▶ _EXERCISE_: Reproduce the listing below as it stands. Leave out each image.

▶ _DATA FOR THIS EXERCISE_:
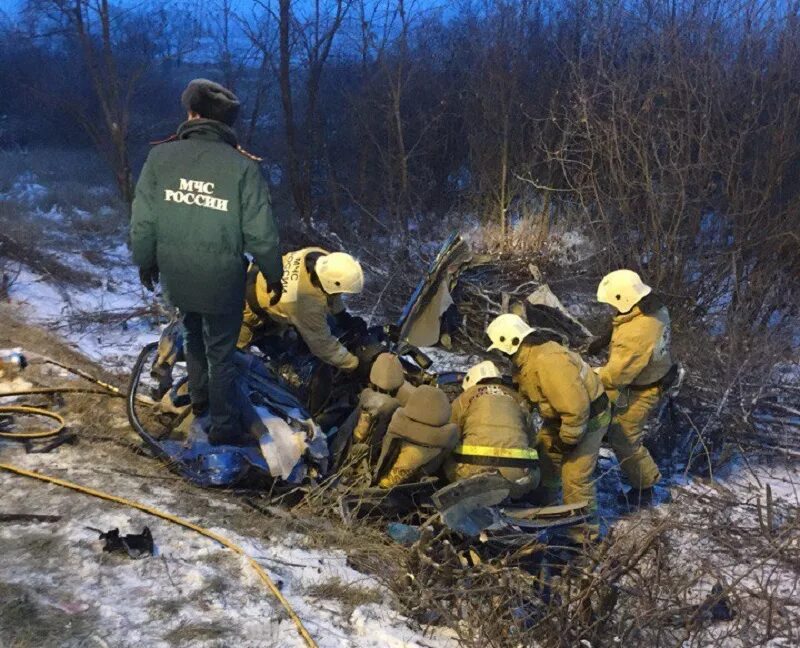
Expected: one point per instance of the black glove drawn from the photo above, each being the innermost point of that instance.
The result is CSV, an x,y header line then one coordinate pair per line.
x,y
149,277
343,320
275,292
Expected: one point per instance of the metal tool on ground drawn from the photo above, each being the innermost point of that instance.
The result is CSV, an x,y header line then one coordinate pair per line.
x,y
268,582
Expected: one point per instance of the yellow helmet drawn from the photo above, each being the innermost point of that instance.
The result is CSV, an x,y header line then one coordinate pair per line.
x,y
622,289
339,272
480,372
507,332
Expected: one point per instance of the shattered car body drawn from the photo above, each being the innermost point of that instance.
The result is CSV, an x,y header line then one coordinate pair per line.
x,y
291,401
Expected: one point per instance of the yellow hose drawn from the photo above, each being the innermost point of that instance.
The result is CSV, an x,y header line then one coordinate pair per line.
x,y
181,522
34,411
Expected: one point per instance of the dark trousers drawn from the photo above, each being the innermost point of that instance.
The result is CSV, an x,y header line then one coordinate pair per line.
x,y
210,345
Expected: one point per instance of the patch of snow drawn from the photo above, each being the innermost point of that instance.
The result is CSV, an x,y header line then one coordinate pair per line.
x,y
192,582
26,189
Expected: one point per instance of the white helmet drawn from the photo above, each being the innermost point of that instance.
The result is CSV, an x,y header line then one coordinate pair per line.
x,y
507,332
623,289
480,372
339,272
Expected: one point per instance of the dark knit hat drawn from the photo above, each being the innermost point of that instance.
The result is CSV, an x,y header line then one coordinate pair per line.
x,y
211,100
387,372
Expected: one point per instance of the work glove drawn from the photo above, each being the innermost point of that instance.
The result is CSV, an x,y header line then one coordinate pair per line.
x,y
351,368
275,292
562,446
149,277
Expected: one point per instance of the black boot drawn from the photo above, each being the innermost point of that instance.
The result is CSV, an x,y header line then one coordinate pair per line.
x,y
637,498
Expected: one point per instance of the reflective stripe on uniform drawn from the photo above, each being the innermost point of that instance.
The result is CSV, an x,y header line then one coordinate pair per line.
x,y
601,420
528,454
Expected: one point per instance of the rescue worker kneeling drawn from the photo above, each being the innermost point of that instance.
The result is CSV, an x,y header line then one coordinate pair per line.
x,y
572,403
419,438
495,432
377,403
311,289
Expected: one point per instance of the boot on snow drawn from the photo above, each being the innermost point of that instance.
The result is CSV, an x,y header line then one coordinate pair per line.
x,y
637,498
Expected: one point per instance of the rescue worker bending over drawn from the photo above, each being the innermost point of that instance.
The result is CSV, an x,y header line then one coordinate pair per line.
x,y
638,370
311,289
495,432
571,401
377,403
419,438
201,203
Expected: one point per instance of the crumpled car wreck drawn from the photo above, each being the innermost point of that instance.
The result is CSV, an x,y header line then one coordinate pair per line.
x,y
295,407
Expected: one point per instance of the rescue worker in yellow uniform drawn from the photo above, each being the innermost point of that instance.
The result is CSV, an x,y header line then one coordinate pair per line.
x,y
637,372
419,438
572,403
377,403
313,282
496,434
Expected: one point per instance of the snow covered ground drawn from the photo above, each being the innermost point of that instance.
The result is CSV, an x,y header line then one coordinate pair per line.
x,y
194,592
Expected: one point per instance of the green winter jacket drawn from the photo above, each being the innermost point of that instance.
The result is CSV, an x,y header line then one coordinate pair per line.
x,y
200,204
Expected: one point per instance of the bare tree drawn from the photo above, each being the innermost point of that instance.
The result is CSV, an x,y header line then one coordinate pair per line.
x,y
101,32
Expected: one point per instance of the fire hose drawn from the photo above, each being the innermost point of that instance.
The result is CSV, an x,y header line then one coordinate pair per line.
x,y
110,390
259,570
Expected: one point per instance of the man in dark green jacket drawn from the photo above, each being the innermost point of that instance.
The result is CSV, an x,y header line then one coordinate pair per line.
x,y
201,203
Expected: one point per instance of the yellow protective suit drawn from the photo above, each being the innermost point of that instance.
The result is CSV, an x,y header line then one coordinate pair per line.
x,y
302,305
419,438
495,436
639,358
564,389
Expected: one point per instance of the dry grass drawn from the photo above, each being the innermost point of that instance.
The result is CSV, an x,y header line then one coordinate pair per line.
x,y
23,241
190,634
27,623
348,595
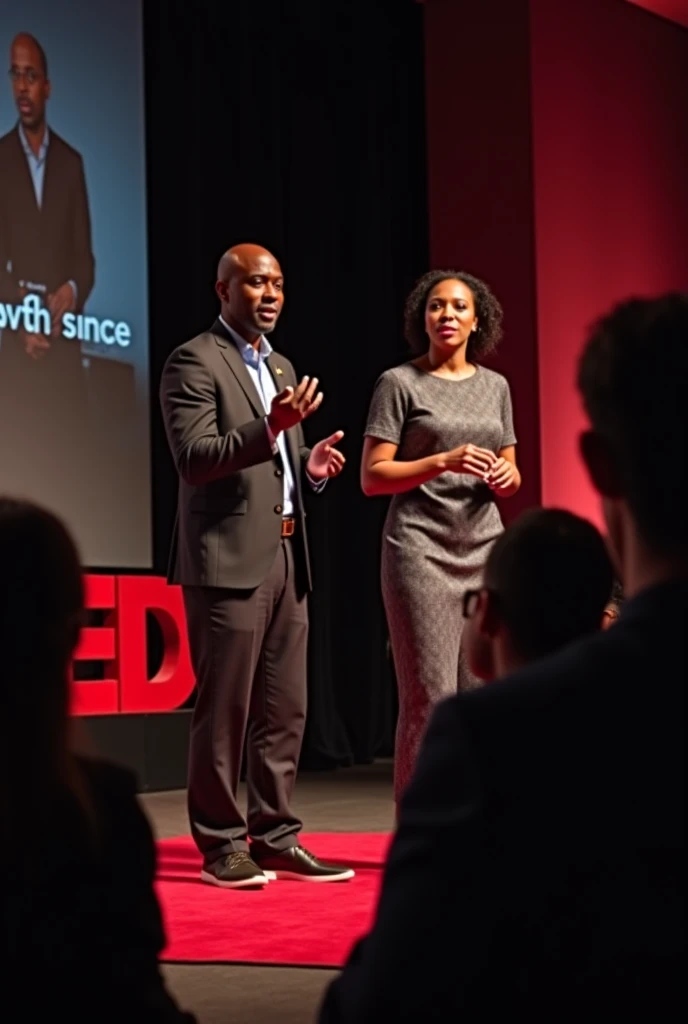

▶ _RESULT OF THE TASK_:
Expected: one point per instance of the black glove drawn from the photo above, each being the innermost point of that instance.
The result is CSV, an x,y header line then one coordinate pair per line.
x,y
149,277
343,320
275,292
Expected: one point per instance of the metal tool on ground drawn from the photo above, each being the innermost point of that instance.
The result is CSV, an x,y header line then one coordinate pair per line.
x,y
268,582
Expected: one point per instance of the yellow helmet drawn from the photo above, each being the innermost point of that instance.
The result is CSV, an x,y header line then one coordinate pair per line.
x,y
622,289
339,272
480,372
507,332
Expected: one point per instance of the shattered car body drawn from the photo above, each being the innermost point of that instance.
The result is CSV, an x,y header line then one coordinate pair per line.
x,y
291,401
Expected: one point per instance of the yellow hose drawn from the photo above, each being the innermost point of that instance.
The result is CSV, an x,y header line then one coordinate pair per line.
x,y
181,522
34,411
Expected: one point per instance of the dark trousers drawn from the photo above, each being the innermost point of that instance.
The result is CSV, an x,y header line then one coordinate pair per line.
x,y
210,345
Expected: one point per instance of the patch of snow drawn from the photo above, each being the innermost point of that instance.
The result is CSV, an x,y header line then one coordinate pair per line.
x,y
192,582
26,189
Expected: one point per instance of the white helmet drawn from the photo above, each being the innermost point of that instance.
The result is CSV, an x,y header line then one coordinate pair per line.
x,y
507,332
623,289
480,372
339,272
Expected: one point per instance of the dark knit hat drawn from the photo above, each being the innermost point of that instance.
The result is CSV, an x,y header line then one coordinate pair per line.
x,y
211,100
387,372
Expected: one point per instance of the work glove drawn from the photo above, each being the innermost point of that instance.
The result is CSV, an x,y header line then one coordinate pair per line.
x,y
351,368
275,292
562,446
149,277
Expected: one point per instance of the black boot drawn from the photo above, each being the innermost point of that instance.
The result is CSV, an x,y header line then one coordinate pair per line.
x,y
637,498
Expected: one point per instance of the reflective stripe on uniform drawn from the photo above, each being the innermost point of that instance.
The result is CSV, an x,y header line then one coordinate pair per line.
x,y
601,420
528,454
Expected: one point per instance of the rescue worker kneeling drawn from the photo above, each being the innermost point of that instance.
The result is CSV, an x,y header line then one coordinate pair per line.
x,y
572,403
419,438
495,432
377,403
311,289
Expected: one point per instance of the boot on snow drawn from the photo above, each being the innermost point of that instance.
The result is CSV, an x,y header line then one coordinate pair per line.
x,y
637,498
Expected: one point per instance of the rescue worker bending over drawn from the photo above, each being the innermost point of that instance.
The result is CSV, an x,y header line then one coordinate pair per line.
x,y
638,370
311,289
495,432
571,401
377,403
419,438
201,203
Expected: one point per instance of the crumpled car wreck drawn from the photo above, each being the innermost point of that instance.
The result is CSV, an x,y header line then one coordinate pair per line.
x,y
295,407
Expected: one point per instance of the rescue worker in yellow uniform drawn from the photo above, each being the innermost point of that instance.
The result is CSV, an x,y header line then one coordinate pair per line.
x,y
637,372
419,438
572,403
377,403
313,282
496,434
Expected: one point per instance of the snow covered ground drawn from the photo above, each being the innermost point of that instance.
The result is CSV, an x,y header line then one coordinate pair per line.
x,y
194,592
Expected: one point per instance of the green winter jacket drawn from the photo above, each being the innermost point of that instance.
The result is CSV, an x,y header line then one coordinate pair per line.
x,y
200,204
Expected: one point per instance of the bare tree drawn from the photo above, each being the innermost point of that instance.
The result is CSV, an x,y header line then one coordinate pair per line.
x,y
101,32
Expected: one point per instance of the fire hose drawn from the photo above, each being the innermost point of that instance.
The result is CSV, an x,y header line then one coordinate pair per line.
x,y
110,390
259,570
Expected: one point per instance of the man in dark green jacket drawn from the photo above, each being the innermost point of that instance.
The result is CSV, an x,y header line then one coordinate pair per line.
x,y
201,203
Expected: one point per instance of the yellow protective suit drawn from the photo above, each being the innermost point of that instance.
The result is CSV, an x,y header line then one coordinate pair per line.
x,y
302,305
419,438
495,436
639,358
564,389
Expected: one point per instance of the dry grass drawn from the photo above, each being the innermost point of that instance.
The result is CSV, an x,y header line then one coordinate pair per line.
x,y
23,241
190,634
27,623
348,595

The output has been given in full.